Please give all the lines below as a two-column CSV with the columns "prompt" and "output", one row for each line. Put each line's text and its answer in their own quoted fields, with line breaks turned into spaces.

(Annotation lines)
■ ■ ■ ■

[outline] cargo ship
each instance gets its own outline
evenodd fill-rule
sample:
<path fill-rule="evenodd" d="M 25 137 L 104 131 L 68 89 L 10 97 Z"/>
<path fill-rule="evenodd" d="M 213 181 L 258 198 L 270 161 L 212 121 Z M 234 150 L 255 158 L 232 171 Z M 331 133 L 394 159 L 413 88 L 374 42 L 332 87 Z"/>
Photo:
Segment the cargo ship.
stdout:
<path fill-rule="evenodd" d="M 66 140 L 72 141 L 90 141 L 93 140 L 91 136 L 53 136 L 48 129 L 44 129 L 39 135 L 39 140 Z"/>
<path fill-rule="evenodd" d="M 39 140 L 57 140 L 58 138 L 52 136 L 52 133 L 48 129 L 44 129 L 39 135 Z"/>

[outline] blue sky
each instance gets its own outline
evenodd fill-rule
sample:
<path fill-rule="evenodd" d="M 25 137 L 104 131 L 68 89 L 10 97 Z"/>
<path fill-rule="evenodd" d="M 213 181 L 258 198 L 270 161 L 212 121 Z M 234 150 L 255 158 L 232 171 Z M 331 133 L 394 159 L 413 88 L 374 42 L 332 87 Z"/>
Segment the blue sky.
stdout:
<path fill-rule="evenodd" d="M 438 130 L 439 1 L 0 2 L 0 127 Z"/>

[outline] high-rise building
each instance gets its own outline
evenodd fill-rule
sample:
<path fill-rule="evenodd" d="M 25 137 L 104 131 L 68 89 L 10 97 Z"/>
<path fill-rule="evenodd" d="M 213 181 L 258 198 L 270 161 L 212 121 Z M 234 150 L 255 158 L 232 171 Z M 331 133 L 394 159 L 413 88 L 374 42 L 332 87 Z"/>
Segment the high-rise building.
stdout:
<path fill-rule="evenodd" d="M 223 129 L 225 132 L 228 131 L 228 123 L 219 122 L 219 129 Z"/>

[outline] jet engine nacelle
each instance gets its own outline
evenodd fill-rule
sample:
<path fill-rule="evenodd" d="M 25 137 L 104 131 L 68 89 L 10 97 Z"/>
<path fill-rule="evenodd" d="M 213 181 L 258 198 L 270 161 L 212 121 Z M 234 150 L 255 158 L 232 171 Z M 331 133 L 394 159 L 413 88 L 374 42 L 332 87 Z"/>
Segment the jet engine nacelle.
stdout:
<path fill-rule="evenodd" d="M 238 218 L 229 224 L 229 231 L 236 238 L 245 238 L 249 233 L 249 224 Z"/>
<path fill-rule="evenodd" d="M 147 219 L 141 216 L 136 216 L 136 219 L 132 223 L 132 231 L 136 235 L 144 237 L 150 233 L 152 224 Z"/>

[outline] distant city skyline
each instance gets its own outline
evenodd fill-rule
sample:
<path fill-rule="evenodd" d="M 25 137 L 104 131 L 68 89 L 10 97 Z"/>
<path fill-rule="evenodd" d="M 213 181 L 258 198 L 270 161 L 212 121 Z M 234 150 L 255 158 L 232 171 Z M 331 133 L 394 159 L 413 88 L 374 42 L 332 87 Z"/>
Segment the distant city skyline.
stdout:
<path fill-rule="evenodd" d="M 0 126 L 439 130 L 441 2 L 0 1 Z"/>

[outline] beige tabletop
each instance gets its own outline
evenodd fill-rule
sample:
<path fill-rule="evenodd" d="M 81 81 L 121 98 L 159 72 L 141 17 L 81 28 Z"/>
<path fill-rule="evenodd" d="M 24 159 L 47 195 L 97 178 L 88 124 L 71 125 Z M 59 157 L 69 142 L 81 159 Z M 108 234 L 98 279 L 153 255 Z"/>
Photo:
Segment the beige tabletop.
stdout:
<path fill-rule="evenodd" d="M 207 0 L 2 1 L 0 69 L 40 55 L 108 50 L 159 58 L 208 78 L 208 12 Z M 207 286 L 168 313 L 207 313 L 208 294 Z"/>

■ ■ ■ ■

## RESPONSE TO THIS EXERCISE
prompt,output
"[outline] cargo ship each instance gets its own outline evenodd fill-rule sample: <path fill-rule=""evenodd"" d=""M 25 137 L 104 131 L 68 89 L 10 97 Z""/> <path fill-rule=""evenodd"" d=""M 213 181 L 258 198 L 270 161 L 212 121 Z M 234 150 L 255 158 L 232 171 Z M 331 133 L 394 159 L 413 88 L 374 42 L 332 87 Z""/> Photo: Segment the cargo ship. stdout:","<path fill-rule=""evenodd"" d=""M 66 140 L 72 141 L 90 141 L 93 140 L 91 136 L 53 136 L 48 129 L 44 129 L 39 135 L 39 140 Z""/> <path fill-rule=""evenodd"" d=""M 39 140 L 57 140 L 58 138 L 52 136 L 52 133 L 48 129 L 44 129 L 39 135 Z""/>"
"[outline] blue sky each instance gets its own outline evenodd fill-rule sample: <path fill-rule=""evenodd"" d=""M 25 137 L 104 131 L 68 89 L 10 97 Z""/> <path fill-rule=""evenodd"" d=""M 213 181 L 258 198 L 270 161 L 212 121 Z M 234 150 L 255 158 L 232 171 Z M 331 133 L 394 159 L 413 88 L 374 42 L 332 87 Z""/> Segment the blue sky. stdout:","<path fill-rule=""evenodd"" d=""M 438 130 L 439 1 L 0 2 L 0 127 Z""/>"
"[outline] high-rise building each instance gets its own outline evenodd fill-rule sample: <path fill-rule=""evenodd"" d=""M 25 137 L 104 131 L 68 89 L 10 97 Z""/> <path fill-rule=""evenodd"" d=""M 213 181 L 258 198 L 270 161 L 212 121 Z M 234 150 L 255 158 L 232 171 Z M 331 133 L 394 159 L 413 88 L 374 42 L 332 87 Z""/> Segment the high-rise building. stdout:","<path fill-rule=""evenodd"" d=""M 223 129 L 225 132 L 228 131 L 228 123 L 219 122 L 219 129 Z""/>"
"[outline] jet engine nacelle each instance gets its own outline evenodd fill-rule sample: <path fill-rule=""evenodd"" d=""M 25 137 L 104 131 L 68 89 L 10 97 Z""/> <path fill-rule=""evenodd"" d=""M 213 181 L 258 198 L 270 161 L 212 121 Z M 234 150 L 255 158 L 232 171 Z M 331 133 L 394 159 L 413 88 L 374 42 L 332 87 Z""/> Segment the jet engine nacelle. stdout:","<path fill-rule=""evenodd"" d=""M 238 218 L 229 224 L 229 231 L 236 238 L 245 238 L 249 233 L 249 224 Z""/> <path fill-rule=""evenodd"" d=""M 147 219 L 141 216 L 136 216 L 136 219 L 132 223 L 132 231 L 136 235 L 144 237 L 150 233 L 152 224 Z""/>"
"[outline] distant city skyline each instance gets its own outline evenodd fill-rule sample: <path fill-rule=""evenodd"" d=""M 25 137 L 104 131 L 68 89 L 10 97 Z""/> <path fill-rule=""evenodd"" d=""M 213 181 L 258 198 L 270 161 L 212 121 Z M 234 150 L 255 158 L 232 171 Z M 331 133 L 394 159 L 413 88 L 374 42 L 332 87 Z""/> Segment the distant city skyline. stdout:","<path fill-rule=""evenodd"" d=""M 0 126 L 439 130 L 441 2 L 0 1 Z""/>"
"[outline] beige tabletop each instance gets its own outline evenodd fill-rule sample: <path fill-rule=""evenodd"" d=""M 81 81 L 121 98 L 159 72 L 141 17 L 81 28 Z""/> <path fill-rule=""evenodd"" d=""M 24 159 L 47 195 L 97 178 L 88 124 L 71 125 Z M 59 157 L 69 142 L 81 159 Z M 108 234 L 98 279 L 153 255 Z""/> Photo: Segment the beige tabletop. stdout:","<path fill-rule=""evenodd"" d=""M 207 0 L 2 1 L 0 69 L 40 55 L 108 50 L 159 58 L 208 78 L 208 12 Z M 207 286 L 168 313 L 207 313 L 208 294 Z""/>"